● GIVEN TASK
Write what comes next in the transcript below about retirement advisors and infinite banking, picking up right after its final sentence.

— Begin PASSAGE SHOWN —

But at the point where you have to start thinking about withdrawing or planning to withdraw and actually being a little bit paranoid about hanging on to your money and making sure your wealth lasts, then the advisors can solve problems for you that they solve every day. They know how to do it. They're experts versus I've literally never done that.

I've never done a Roth conversion where I take money from a 401k and then I move into a Roth account. And there's strategic times that you should do it and times that you shouldn't. Like many things, each individual step is not super complicated, but to string it all together, you can make a little mistake that may cost you a lot in the future.

So it's good to talk to an expert even just to get the basic plan in place. What's the infinite banking thing you're talking about there, Doug? I've never heard of that. Well, nobody look it up.

All right. So everyone stay away from the infinite banking thing. But essentially, you quote invest in this insurance policy, right? So it's typically a whole life in policy.

And you borrow the money that you invested into it. So the thought is you don't have to borrow money from banks. You borrow it from yourself.

— End PASSAGE SHOWN —
— Begin DATA EXCERPT —

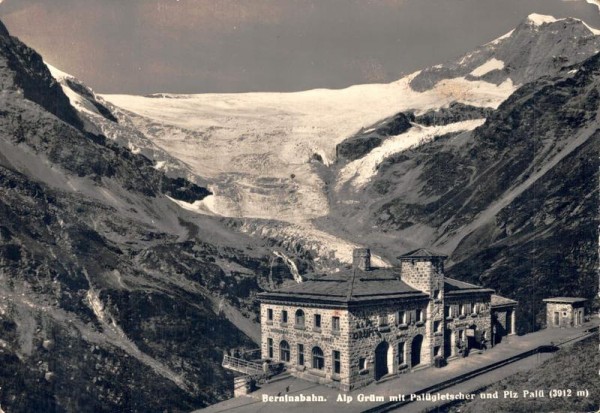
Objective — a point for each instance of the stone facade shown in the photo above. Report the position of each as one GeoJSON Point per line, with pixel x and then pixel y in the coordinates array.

— End DATA EXCERPT —

● TASK ANSWER
The problem is the returns are horrible because it's an insurance policy, right? It's not made to grow. It's made to earn money for like the seller in the insurance company. That's literally how insurance works, right? They try not to pay out as much as they take in.

That's how they make profit. So infinite banking is just borrowing your own money. One of the pros they say is you don't have to pay taxes on it, which is true because you're borrowing your own money, right? The problem is you have to pay that money back.

And then the other problem is, like I said, the growth is so suppressed that you run into issues. There's probably several others. The only time it does make sense from what I understand is for like the ultra, ultra wealthy, where they've maxed out everything, all the tax advantage accounts, everything they could do if they have a whole life policy that may pay off a little bit better, but they've literally like maxed everything out.

So but don't look it up. Nobody do infinite banking. Yeah, yeah.

Fair enough. What do you guys do for investing? What an advising. I'm curious about you guys.

So I guess I'll go first.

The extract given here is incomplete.